* [Text shown]:
^^^^^^^^

Hurricane Delta makes landfall in Mexico as a Category 2

Hurricane Delta makes landfall in Mexico as a Category 2
Boats sit closer to the shore after they were secured by fishermen preparing for the arrival of Hurricane Delta (Victor Ruiz Garcia/AP)

Hurricane Delta has made landfall in Mexico as an extremely dangerous Category 2 storm, coming ashore near Puerto Morelos along the northeastern coast of Yucatan Peninsula.

The US National Hurricane Centre in Miami said satellite imagery, radar data from Cuba and surface observations in Mexico indicate that the centre of Delta came ashore around 5.30am local time sustaining top winds of 110 mph.

Quintana Roo governor Carlos Joaquin warned residents and tourists that “it is a strong, powerful hurricane”.

He considered it a good sign that Delta had weakened a bit late on Tuesday, but said the area had not seen a storm like it since Hurricane Wilma in 2005.

Delta had increased in strength by 80 mph in just 24 hours, and its top winds peaked at 145 mph before it weakened as it neared the shore.

^^^^^^^^

(Saved entries)
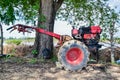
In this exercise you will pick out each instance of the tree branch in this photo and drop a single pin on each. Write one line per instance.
(58, 4)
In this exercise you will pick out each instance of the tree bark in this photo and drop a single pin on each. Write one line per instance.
(1, 29)
(47, 8)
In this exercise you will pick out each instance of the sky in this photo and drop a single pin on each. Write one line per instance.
(61, 27)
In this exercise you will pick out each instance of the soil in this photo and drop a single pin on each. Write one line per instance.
(26, 69)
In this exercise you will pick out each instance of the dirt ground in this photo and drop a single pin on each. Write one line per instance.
(18, 69)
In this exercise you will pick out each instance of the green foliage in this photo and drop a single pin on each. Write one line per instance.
(13, 41)
(117, 40)
(54, 58)
(11, 10)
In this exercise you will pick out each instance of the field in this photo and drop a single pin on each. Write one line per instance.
(21, 65)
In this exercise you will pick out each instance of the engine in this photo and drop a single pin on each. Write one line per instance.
(89, 35)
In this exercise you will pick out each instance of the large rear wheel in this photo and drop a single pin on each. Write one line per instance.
(73, 55)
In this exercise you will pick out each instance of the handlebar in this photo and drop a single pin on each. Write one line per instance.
(9, 28)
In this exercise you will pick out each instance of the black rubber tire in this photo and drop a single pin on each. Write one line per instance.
(63, 51)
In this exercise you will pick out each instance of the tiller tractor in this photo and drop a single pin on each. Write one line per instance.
(73, 51)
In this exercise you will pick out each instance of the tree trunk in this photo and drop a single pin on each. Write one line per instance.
(112, 43)
(1, 39)
(48, 9)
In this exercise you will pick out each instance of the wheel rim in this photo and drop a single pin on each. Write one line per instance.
(74, 56)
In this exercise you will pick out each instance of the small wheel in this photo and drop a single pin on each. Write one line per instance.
(73, 55)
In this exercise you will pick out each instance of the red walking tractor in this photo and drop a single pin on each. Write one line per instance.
(73, 51)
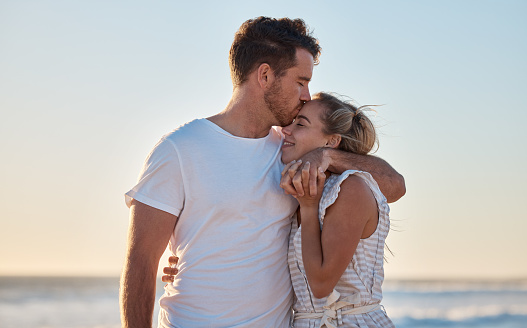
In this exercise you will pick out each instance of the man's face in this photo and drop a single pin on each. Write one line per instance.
(289, 92)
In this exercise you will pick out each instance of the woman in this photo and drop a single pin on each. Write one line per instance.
(336, 248)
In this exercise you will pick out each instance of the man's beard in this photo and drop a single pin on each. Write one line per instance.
(277, 105)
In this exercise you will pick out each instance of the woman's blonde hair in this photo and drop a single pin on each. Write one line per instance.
(349, 121)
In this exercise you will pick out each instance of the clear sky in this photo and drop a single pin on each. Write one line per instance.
(88, 87)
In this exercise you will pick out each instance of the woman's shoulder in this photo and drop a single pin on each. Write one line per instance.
(354, 187)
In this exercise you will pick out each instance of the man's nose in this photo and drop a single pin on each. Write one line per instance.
(306, 96)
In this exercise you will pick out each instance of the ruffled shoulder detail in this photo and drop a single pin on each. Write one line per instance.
(332, 189)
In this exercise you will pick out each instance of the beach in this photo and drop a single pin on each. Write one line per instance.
(92, 302)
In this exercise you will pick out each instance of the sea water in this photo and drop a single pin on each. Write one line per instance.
(93, 303)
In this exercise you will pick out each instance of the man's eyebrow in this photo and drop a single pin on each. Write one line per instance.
(305, 118)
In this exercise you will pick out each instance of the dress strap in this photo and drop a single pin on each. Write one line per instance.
(333, 310)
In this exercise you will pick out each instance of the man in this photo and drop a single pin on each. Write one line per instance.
(211, 188)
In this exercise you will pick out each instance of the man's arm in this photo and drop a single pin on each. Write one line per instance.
(148, 236)
(389, 180)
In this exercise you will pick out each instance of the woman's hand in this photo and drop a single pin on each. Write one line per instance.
(299, 181)
(293, 183)
(170, 271)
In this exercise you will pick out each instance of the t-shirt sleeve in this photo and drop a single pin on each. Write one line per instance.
(160, 183)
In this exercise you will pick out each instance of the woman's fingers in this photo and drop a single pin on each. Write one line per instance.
(172, 260)
(321, 179)
(288, 173)
(167, 278)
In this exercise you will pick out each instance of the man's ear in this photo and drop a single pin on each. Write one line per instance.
(334, 141)
(265, 76)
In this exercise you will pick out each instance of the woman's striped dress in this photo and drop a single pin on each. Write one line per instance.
(359, 289)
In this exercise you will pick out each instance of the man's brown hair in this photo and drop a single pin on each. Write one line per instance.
(272, 41)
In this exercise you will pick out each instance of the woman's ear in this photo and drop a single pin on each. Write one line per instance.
(334, 141)
(265, 75)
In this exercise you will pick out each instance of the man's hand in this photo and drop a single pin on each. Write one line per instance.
(292, 181)
(171, 270)
(148, 236)
(307, 200)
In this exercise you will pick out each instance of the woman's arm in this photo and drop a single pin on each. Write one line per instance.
(327, 253)
(390, 182)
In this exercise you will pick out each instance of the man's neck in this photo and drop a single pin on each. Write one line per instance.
(243, 117)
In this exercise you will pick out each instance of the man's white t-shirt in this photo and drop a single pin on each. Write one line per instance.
(232, 233)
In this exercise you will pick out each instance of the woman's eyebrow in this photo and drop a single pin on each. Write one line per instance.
(305, 118)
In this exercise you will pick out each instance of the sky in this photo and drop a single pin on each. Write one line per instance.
(88, 87)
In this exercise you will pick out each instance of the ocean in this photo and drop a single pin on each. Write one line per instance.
(59, 302)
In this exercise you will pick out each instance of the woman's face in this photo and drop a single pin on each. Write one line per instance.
(305, 133)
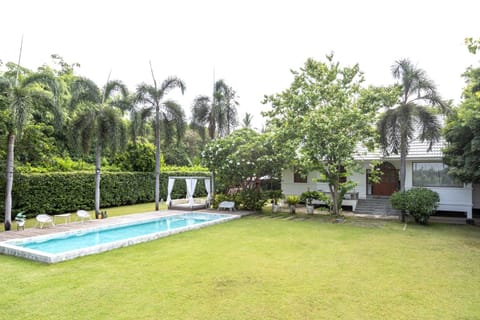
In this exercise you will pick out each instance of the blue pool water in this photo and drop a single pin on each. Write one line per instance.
(66, 246)
(93, 238)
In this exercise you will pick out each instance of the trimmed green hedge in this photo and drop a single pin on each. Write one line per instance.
(61, 192)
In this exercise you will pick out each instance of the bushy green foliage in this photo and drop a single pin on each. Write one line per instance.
(275, 195)
(241, 158)
(292, 200)
(60, 192)
(138, 157)
(252, 199)
(309, 196)
(220, 197)
(419, 202)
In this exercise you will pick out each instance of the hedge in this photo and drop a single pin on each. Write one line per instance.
(60, 192)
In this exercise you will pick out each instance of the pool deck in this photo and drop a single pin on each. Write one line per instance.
(95, 223)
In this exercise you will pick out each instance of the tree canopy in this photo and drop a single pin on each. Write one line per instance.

^^^^^^^^

* [What you need to do]:
Answer these questions from the Hurricane Delta report above.
1. Near which place did Delta come ashore?
2. What were Delta's top sustained winds at landfall?
3. What earlier hurricane did the Quintana Roo governor say the area had not seen a storm like since, and in what year?

* [Output for this exercise]:
1. Puerto Morelos, along the northeastern coast of the Yucatan Peninsula.
2. 110 mph.
3. Hurricane Wilma, in 2005.